TASK DETAILS.
Scale the data from the line containing "Point out the puff" down to the end: write out every line again, requests included, with each pixel coordinate in the answers multiplied by 1.25 and rounded to a whole number, halves rounded up. Leave the numbers in the requests and their format samples unchanged.

SUPPLIED RECORDS.
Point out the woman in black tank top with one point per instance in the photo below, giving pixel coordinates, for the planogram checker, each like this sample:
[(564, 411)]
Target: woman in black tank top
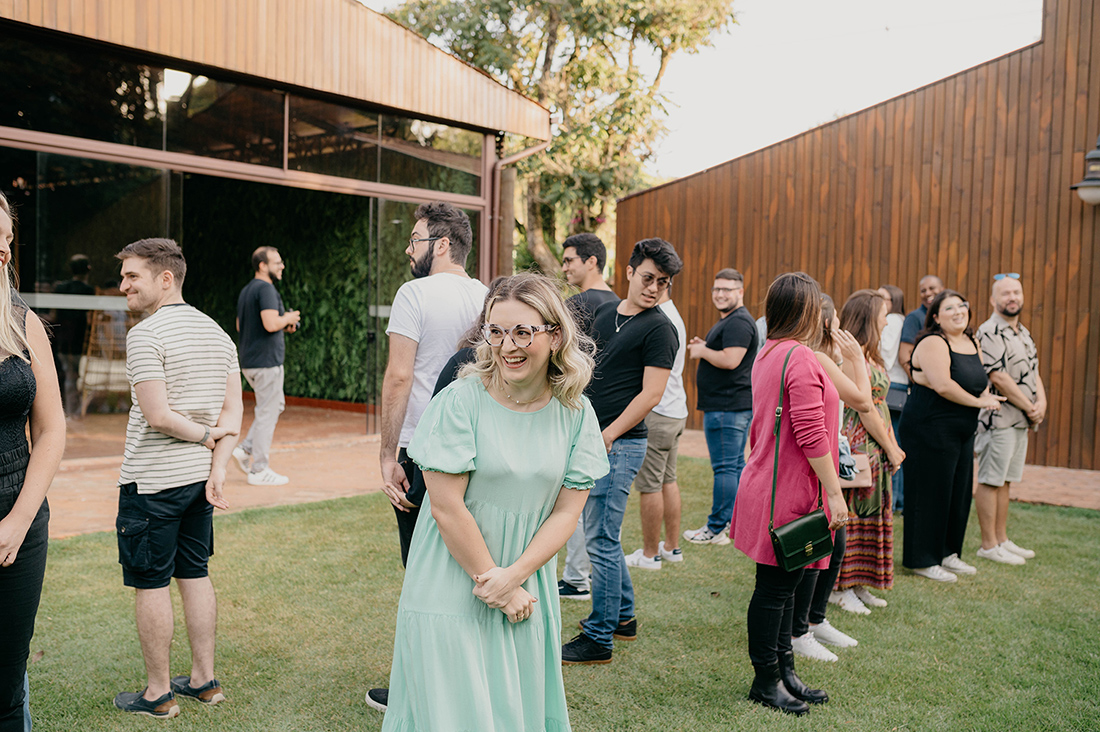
[(937, 426)]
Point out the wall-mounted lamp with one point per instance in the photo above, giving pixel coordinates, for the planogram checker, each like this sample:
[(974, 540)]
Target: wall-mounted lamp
[(1089, 188)]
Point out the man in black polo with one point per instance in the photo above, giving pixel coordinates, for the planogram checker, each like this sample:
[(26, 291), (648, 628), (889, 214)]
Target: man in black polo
[(636, 348), (724, 385)]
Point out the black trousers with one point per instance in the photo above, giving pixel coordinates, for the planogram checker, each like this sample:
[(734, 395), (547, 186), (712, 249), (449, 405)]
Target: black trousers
[(406, 520), (20, 592), (811, 598), (771, 613)]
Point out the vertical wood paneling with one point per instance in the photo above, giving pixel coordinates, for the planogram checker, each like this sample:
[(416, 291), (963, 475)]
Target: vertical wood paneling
[(964, 178)]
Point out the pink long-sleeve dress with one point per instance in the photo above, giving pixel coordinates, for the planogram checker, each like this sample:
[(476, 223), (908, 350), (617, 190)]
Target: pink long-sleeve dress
[(809, 428)]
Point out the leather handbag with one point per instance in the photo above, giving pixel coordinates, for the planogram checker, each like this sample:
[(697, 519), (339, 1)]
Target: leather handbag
[(807, 538)]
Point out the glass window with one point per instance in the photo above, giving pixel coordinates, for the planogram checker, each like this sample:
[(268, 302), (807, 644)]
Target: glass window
[(218, 119), (332, 140), (428, 155), (81, 94)]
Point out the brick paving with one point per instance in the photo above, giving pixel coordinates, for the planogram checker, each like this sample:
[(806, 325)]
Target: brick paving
[(328, 454)]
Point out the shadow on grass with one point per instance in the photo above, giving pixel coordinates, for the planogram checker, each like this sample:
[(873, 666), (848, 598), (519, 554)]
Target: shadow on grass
[(308, 597)]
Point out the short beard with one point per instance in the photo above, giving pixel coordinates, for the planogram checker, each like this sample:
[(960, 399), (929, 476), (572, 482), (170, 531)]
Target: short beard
[(421, 268)]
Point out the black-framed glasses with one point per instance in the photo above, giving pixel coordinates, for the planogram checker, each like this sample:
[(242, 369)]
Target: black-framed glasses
[(520, 335), (647, 280)]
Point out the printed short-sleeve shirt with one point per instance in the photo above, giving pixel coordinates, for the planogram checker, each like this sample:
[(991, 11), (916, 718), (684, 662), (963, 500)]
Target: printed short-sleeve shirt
[(1012, 350)]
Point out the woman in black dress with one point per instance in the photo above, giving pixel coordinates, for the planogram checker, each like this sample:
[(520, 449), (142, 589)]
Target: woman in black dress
[(28, 390), (936, 432)]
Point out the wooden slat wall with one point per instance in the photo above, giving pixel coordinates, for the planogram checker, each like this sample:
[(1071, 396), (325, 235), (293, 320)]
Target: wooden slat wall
[(338, 46), (966, 177)]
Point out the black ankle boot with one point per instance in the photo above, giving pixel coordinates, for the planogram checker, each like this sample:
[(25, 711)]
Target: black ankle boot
[(769, 690), (794, 685)]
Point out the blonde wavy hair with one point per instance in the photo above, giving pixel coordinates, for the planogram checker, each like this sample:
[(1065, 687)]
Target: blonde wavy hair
[(571, 364), (12, 339)]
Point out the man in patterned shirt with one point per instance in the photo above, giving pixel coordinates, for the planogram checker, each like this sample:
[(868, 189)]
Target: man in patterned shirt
[(185, 385), (1011, 361)]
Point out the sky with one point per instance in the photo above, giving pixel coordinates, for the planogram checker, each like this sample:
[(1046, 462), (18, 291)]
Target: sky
[(788, 66)]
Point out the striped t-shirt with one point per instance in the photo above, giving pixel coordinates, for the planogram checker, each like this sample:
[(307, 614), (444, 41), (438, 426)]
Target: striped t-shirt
[(193, 356)]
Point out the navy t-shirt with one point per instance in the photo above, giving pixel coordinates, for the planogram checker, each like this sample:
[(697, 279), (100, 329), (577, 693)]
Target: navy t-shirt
[(728, 390), (646, 339), (583, 305), (259, 348), (913, 325)]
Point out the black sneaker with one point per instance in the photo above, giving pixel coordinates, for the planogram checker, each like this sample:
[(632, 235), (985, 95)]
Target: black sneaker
[(208, 694), (567, 591), (626, 631), (378, 699), (584, 651), (135, 703)]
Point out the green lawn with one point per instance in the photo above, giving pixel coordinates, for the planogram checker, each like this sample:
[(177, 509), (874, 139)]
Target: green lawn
[(308, 596)]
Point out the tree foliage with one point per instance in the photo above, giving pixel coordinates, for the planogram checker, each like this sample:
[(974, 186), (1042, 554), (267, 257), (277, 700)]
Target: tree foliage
[(597, 66)]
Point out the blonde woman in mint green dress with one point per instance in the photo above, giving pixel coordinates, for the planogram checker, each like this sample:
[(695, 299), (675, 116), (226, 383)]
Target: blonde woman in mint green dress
[(509, 451)]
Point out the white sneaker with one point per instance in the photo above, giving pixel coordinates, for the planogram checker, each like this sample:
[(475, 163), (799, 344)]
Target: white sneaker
[(704, 535), (826, 633), (1019, 550), (936, 572), (243, 460), (641, 561), (807, 646), (674, 555), (997, 554), (953, 564), (267, 477), (851, 603), (869, 599)]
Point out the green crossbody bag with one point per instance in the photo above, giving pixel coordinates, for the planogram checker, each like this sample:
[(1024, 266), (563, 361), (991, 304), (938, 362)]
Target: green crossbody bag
[(807, 538)]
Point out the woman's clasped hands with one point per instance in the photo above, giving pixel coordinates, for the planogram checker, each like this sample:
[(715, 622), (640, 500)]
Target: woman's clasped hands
[(499, 588)]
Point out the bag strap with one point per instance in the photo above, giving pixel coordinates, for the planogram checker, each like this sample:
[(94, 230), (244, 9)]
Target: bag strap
[(774, 468)]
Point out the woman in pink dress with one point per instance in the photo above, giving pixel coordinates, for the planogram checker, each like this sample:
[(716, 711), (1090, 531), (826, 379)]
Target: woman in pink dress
[(807, 459)]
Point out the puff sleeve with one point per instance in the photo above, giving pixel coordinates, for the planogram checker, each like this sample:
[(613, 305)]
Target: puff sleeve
[(443, 440), (587, 457)]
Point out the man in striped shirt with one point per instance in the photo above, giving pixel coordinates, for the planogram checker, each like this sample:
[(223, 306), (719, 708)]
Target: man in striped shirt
[(185, 388)]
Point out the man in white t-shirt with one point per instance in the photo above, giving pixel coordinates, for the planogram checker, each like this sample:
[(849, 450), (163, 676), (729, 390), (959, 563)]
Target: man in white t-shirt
[(658, 490), (185, 384), (429, 316)]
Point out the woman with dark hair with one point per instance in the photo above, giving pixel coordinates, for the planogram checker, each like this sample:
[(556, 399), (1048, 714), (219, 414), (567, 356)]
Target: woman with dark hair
[(807, 447), (868, 559), (843, 359), (937, 427), (29, 393), (509, 451)]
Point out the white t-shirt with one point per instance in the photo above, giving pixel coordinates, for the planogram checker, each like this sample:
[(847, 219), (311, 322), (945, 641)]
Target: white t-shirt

FINAL RESULT.
Point out the puff sleeve with one point per instance in the photo above, giving pixel coordinates, for the planogram checker, each like this sample:
[(613, 305)]
Target: puff sleeve
[(554, 550), (734, 571)]
Point out the man in striped shirt with one point per instance in the photo above, giving pixel coordinates, for the planogram checker, each like this sample:
[(223, 306), (719, 708)]
Target: man in striped shirt
[(231, 485)]
Point out the man in white t-shirt with one point per instance in the photo above, giving pixel coordinates, for the planogram checker, each like this sample:
[(849, 450), (163, 676), (729, 390), (959, 563)]
Target: man in white t-shirt
[(823, 613), (231, 480), (536, 395)]
Point out the woman with dark hair with one point per instance in the photo above, giving pixel coordinates, for the planogram checker, each like this sample:
[(556, 399), (1048, 714), (219, 414), (567, 356)]
Target: woman with dark hair
[(1009, 559), (1085, 699), (1054, 449), (1171, 534), (36, 491), (636, 564)]
Point out the white t-shirt with one point per instance in the photo above, giving pixel coordinates, for the planogram checker, each like this sample:
[(847, 219), (311, 322), (945, 641)]
Target: white t-shirt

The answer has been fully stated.